Exercise: Continue the sherpa-onnx Moonshine v2 migration plan from the point where it stops.

### Excerpt provided ###

Files

7.5 KiB

sherpa-onnx Moonshine v2 Migration Plan

Goal

Replace the current @moonshine-ai/moonshine-js browser integration with a sherpa-onnx WebAssembly integration that can run Moonshine v2 locally in the browser and feed recognized text into the existing terminal stdin path.

The target behavior is:

  • user clicks a voice button in the terminal UI
  • browser captures microphone audio
  • VAD segments speech locally
  • Moonshine v2 recognition runs locally in WASM
  • committed transcript is sent into the existing terminal input path

Why We Are Changing Direction

The current MoonshineJS integration is the wrong runtime for the medium-streaming-en bundle we want to use.

Current blockers:

  • moonshine-js expects old-style ONNX assets such as:
    • quantized/encoder_model.onnx
    • quantized/decoder_model_merged.onnx
  • the downloaded medium-streaming-en.zip contains a newer Moonshine v2 layout:
    • frontend.ort
    • encoder.ort
    • decoder_kv.ort
    • adapter.ort
    • cross_kv.ort
    • tokenizer.bin
    • streaming_config.json
  • self-hosting those files alone does not make the existing moonshine-js loader compatible

Constraints

  • keep transcription fully local in the browser
  • keep the current terminal WebSocket/stdin path unchanged if possible
  • preserve the small voice button UX already added to webterm/static/js/terminal.ts
  • prefer self-hosted assets served by webterm/static/
  • do not depend on third-party model/CDN availability at runtime

Repo Touchpoints

Expected files/modules to change:

  • webterm/static/js/terminal.ts
  • webterm/static/js/terminal.js
  • package.json
  • bun.lock
  • package-lock.json
  • webterm/assets_embed.go
  • webterm/static/... for new WASM/model assets
  • README.md

Possible new files:

  • webterm/static/js/sherpa-voice.ts or similar
  • webterm/static/js/sherpa-onnx.d.ts
  • webterm/static/models/moonshine-v2-medium/...
  • scripts/install-sherpa-model.sh or similar helper

Proposed Architecture

1. Frontend runtime

Use sherpa-onnx JavaScript/WebAssembly in the browser instead of moonshine-js.

### Exercise data ###

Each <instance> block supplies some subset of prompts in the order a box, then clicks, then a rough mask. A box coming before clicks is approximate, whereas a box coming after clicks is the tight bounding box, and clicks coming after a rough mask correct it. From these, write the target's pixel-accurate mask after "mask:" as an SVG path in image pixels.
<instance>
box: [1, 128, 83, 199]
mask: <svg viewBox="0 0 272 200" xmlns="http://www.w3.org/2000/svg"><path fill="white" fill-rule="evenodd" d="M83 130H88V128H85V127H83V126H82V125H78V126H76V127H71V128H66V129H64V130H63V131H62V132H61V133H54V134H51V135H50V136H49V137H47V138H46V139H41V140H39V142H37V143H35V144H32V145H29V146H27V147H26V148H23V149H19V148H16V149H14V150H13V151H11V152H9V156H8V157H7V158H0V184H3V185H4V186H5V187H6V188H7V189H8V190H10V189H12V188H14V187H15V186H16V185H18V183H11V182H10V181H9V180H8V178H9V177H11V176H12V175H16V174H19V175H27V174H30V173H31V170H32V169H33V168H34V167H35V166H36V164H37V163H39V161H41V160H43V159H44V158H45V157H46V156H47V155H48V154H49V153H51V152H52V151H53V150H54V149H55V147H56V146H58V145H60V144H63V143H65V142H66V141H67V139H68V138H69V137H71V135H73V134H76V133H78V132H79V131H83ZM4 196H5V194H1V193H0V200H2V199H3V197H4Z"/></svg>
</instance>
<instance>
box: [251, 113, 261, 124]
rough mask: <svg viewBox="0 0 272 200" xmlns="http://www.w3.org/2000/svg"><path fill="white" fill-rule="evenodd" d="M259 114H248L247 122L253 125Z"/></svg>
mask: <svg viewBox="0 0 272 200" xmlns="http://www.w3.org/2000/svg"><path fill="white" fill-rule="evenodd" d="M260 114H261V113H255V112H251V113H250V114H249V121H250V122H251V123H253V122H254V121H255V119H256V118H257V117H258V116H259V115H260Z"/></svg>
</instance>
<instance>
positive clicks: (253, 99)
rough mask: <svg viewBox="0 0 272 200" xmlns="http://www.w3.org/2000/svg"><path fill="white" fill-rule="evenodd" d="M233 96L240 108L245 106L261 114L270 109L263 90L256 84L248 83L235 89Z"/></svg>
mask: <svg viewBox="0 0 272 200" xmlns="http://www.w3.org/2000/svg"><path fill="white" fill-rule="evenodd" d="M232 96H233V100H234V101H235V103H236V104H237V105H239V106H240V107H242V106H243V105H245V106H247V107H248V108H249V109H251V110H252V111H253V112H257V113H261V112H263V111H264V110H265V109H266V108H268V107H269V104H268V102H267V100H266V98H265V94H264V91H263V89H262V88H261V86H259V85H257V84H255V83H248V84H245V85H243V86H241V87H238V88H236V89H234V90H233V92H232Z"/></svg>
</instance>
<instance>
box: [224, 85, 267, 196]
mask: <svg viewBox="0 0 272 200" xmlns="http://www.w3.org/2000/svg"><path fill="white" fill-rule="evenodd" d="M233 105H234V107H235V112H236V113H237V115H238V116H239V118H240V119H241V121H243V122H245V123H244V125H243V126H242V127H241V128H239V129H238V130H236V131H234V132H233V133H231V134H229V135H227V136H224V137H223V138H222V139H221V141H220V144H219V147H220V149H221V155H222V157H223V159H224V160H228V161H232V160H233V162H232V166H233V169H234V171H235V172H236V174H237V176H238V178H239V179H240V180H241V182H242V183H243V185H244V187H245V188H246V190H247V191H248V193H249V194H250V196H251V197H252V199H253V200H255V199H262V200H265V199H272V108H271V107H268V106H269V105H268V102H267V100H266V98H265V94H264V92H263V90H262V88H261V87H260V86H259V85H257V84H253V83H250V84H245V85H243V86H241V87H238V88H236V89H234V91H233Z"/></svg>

###

Task output:
Primary responsibilities:

  • initialize sherpa WASM runtime
  • load self-hosted Moonshine v2 model files
  • initialize VAD + ASR pipeline
  • expose simple start/stop API to terminal UI
  • emit committed transcript strings

2. Audio flow

Use the VAD + offline ASR flow described by sherpa-onnx:

  • microphone input
  • VAD detects speech boundaries
  • finalized speech segment is sent to recognizer
  • recognizer returns transcript
  • transcript is injected into terminal stdin

3. Terminal integration

Keep the existing terminal send path:

  • reuse sendStdin(...) in WebTerminal
  • keep current voice button/status UI shell
  • replace only the recognition backend

Implementation Phases

Phase 1. Remove the current MoonshineJS dependency path

  • remove @moonshine-ai/moonshine-js import and startup logic
  • remove moonshine-js.d.ts
  • remove MoonshineJS-specific error capture code
  • keep the voice UI container, button, and status area

Deliverable:

  • terminal still builds
  • voice button exists but uses a new backend abstraction

Phase 2. Stage sherpa-onnx assets locally

  • choose exact sherpa-onnx JS/WASM package/version
  • download/copy the required runtime assets into webterm/static/
  • unpack ~/medium-streaming-en.zip into repo-managed static model directory
  • verify final model path layout expected by sherpa-onnx
  • ensure static assets are available both in dev mode and embedded mode

Deliverable:

  • all WASM/model files are served locally from /static/...

Phase 3. Build a thin browser voice adapter

  • create a dedicated module that wraps sherpa-onnx initialization
  • define a minimal interface:
    • start()
    • stop()
    • isActive()
    • callbacks for:
      • status updates
      • final transcript
      • detailed errors
  • keep terminal code from depending directly on low-level sherpa objects

Deliverable:

  • one self-contained browser voice adapter module

Phase 4. Wire VAD + recognition into the terminal UI

  • connect voice button click to adapter start/stop
  • show clear states:
    • ready
    • loading runtime
    • loading model
    • listening
    • processing speech
    • final transcript sent
    • detailed error
  • push final transcript into sendStdin(...)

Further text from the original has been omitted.